── Supplied information
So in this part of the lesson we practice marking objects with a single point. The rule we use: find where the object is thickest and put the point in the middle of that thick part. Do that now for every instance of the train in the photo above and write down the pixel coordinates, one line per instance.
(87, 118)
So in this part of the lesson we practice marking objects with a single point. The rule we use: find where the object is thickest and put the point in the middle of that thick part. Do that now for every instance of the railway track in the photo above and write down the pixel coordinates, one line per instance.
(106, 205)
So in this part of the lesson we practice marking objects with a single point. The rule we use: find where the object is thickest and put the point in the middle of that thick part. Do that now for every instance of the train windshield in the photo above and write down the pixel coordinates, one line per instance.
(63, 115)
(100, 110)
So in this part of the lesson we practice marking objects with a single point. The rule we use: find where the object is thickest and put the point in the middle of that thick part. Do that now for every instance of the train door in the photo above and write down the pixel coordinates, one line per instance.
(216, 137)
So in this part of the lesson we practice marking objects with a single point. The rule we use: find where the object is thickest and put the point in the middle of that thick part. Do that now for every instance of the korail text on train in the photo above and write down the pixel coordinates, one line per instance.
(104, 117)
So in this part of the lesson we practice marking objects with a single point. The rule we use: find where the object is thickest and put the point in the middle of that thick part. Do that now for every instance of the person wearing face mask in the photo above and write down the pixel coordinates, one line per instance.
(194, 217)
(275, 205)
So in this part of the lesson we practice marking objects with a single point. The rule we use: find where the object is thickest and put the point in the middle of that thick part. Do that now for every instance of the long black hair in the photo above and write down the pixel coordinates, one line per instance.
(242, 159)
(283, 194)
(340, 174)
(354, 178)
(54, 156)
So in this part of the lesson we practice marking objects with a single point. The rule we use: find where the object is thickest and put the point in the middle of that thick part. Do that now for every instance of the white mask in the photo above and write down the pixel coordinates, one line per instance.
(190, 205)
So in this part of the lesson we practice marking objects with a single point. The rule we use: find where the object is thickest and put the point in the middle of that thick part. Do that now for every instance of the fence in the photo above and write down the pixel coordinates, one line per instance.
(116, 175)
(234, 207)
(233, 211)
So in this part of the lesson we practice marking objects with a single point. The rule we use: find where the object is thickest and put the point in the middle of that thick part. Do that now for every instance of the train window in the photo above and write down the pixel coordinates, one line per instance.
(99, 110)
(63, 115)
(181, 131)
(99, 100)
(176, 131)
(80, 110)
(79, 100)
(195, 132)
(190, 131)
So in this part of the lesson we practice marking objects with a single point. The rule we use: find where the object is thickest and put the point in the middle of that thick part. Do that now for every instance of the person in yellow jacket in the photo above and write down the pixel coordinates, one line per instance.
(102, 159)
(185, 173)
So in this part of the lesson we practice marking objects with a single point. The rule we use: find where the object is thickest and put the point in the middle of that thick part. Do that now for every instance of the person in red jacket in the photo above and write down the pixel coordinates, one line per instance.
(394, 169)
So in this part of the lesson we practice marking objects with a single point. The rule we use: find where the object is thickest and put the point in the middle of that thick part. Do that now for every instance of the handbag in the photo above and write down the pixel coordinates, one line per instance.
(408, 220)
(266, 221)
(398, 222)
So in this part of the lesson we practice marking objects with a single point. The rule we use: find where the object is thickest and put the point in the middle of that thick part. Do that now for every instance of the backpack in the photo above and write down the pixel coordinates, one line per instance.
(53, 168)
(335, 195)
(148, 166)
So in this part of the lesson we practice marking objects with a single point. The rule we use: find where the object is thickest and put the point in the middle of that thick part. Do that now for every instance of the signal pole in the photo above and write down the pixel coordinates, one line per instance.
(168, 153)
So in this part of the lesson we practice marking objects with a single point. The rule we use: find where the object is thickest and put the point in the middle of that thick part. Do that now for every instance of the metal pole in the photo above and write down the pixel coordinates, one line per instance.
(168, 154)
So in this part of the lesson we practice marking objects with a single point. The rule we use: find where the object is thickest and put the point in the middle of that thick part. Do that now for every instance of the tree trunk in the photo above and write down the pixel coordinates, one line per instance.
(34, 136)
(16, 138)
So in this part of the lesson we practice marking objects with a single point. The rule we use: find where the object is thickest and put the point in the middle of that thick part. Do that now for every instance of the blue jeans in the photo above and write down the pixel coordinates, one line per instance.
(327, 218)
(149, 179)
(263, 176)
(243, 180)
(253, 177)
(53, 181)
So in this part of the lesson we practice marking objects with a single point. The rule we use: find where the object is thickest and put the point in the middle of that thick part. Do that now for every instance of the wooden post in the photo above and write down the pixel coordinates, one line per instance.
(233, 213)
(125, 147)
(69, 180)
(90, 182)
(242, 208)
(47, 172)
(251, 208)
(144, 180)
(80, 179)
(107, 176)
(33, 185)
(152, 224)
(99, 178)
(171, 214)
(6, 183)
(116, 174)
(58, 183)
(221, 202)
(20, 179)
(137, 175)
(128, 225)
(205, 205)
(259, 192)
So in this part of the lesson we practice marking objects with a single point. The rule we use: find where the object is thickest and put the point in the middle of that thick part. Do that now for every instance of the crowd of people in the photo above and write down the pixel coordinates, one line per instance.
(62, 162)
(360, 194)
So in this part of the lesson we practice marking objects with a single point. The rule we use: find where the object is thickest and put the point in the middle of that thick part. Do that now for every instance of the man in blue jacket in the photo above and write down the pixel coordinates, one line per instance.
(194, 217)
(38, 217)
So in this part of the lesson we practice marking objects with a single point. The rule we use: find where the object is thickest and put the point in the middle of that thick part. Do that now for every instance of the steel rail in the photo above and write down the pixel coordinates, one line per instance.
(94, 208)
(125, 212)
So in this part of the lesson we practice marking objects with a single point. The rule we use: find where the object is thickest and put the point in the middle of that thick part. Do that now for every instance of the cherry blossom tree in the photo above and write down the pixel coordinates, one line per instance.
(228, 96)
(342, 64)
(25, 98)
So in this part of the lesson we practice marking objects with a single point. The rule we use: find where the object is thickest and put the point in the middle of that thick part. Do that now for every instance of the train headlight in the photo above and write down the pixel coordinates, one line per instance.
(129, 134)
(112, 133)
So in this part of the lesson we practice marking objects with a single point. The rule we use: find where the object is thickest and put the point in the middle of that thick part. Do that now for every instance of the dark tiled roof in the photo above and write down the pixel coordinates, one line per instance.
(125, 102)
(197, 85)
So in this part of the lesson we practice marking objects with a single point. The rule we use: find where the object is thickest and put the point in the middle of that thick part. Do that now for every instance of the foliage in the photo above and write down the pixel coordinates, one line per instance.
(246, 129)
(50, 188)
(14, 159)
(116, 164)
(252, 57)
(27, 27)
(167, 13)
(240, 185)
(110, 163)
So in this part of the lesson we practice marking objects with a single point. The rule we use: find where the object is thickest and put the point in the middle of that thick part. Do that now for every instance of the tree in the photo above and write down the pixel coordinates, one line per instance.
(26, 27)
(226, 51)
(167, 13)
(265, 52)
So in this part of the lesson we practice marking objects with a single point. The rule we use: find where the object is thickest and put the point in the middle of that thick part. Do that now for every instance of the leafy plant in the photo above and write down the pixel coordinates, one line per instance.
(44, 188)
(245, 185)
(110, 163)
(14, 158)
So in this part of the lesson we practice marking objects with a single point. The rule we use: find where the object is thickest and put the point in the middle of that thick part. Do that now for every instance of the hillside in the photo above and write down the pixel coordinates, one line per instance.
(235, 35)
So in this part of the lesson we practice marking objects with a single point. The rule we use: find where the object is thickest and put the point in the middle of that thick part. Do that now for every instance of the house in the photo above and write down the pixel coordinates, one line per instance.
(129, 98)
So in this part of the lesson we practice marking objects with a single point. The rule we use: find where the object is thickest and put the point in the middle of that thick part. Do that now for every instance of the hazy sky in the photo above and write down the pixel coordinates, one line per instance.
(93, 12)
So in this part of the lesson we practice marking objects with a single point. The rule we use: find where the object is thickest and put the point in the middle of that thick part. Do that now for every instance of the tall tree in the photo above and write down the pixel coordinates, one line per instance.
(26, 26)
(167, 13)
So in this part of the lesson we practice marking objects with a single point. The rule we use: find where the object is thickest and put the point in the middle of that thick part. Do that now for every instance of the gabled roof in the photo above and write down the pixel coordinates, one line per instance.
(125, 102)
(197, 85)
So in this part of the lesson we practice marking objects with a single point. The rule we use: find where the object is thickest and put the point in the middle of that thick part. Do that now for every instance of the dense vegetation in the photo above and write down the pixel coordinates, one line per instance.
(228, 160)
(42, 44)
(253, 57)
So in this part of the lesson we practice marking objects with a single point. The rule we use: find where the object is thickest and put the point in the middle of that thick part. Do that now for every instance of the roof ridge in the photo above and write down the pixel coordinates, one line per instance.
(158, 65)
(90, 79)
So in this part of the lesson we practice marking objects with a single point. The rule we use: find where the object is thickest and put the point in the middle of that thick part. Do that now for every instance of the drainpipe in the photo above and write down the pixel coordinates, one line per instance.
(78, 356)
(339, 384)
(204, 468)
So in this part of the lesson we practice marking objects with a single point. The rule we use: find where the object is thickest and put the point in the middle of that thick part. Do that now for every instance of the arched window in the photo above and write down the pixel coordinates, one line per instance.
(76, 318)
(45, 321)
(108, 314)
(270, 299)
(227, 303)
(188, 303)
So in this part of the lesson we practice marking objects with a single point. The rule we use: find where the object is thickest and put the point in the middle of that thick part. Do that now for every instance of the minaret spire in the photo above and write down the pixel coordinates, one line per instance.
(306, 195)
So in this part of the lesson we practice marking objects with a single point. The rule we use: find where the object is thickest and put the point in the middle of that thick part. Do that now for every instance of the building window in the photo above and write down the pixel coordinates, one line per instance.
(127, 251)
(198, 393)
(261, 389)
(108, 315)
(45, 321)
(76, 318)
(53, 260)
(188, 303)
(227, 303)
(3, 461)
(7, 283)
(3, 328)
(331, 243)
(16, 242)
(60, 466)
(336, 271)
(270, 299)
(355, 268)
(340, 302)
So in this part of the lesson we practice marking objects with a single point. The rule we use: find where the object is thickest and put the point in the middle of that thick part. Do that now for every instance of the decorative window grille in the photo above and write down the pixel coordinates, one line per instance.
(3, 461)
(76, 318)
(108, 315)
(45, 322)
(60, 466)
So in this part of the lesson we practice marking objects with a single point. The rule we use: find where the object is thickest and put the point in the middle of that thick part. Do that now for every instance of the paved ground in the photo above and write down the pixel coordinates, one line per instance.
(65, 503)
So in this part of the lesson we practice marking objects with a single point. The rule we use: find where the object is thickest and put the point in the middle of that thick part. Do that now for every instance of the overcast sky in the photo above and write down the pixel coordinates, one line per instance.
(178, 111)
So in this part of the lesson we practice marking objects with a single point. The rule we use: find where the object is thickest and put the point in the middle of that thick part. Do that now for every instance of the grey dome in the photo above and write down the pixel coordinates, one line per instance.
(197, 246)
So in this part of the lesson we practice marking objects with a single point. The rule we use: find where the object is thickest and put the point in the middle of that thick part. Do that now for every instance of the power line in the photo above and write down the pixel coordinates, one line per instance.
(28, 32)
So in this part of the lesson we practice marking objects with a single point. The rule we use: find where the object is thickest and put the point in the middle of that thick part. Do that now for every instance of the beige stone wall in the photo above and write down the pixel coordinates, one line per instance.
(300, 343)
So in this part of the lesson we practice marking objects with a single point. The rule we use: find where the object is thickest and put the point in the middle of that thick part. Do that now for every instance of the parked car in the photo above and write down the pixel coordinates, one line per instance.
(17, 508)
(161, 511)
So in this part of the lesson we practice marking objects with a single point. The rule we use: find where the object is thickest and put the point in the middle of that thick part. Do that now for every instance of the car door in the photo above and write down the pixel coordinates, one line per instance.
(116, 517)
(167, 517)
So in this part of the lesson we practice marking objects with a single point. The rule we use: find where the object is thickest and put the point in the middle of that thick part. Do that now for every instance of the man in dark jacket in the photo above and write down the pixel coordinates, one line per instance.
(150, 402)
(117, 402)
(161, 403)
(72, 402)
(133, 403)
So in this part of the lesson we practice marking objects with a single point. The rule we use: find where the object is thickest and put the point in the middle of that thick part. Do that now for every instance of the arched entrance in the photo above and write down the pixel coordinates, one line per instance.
────
* Written problem
Return the lines of the records verbatim, starting at the line that contains "man in dark" and ending at the final line of the records.

* Finished answer
So in this part of the lesson we practice marking objects with a single point. The rule we use: find where the object is thickest and put the point in the middle of that thick part. Do that now for every instance of the man in dark jacket in the photo above and write down the pixel coordinates, one line per instance.
(150, 402)
(117, 402)
(161, 403)
(72, 402)
(133, 403)
So in this part of the lesson we practice marking objects with a single point. The rule we use: find where the object is thickest and put the point in the middle of that thick part. Do that now for every instance of the arched entrance in the photo above and write down the pixel coordinates, one line per instance.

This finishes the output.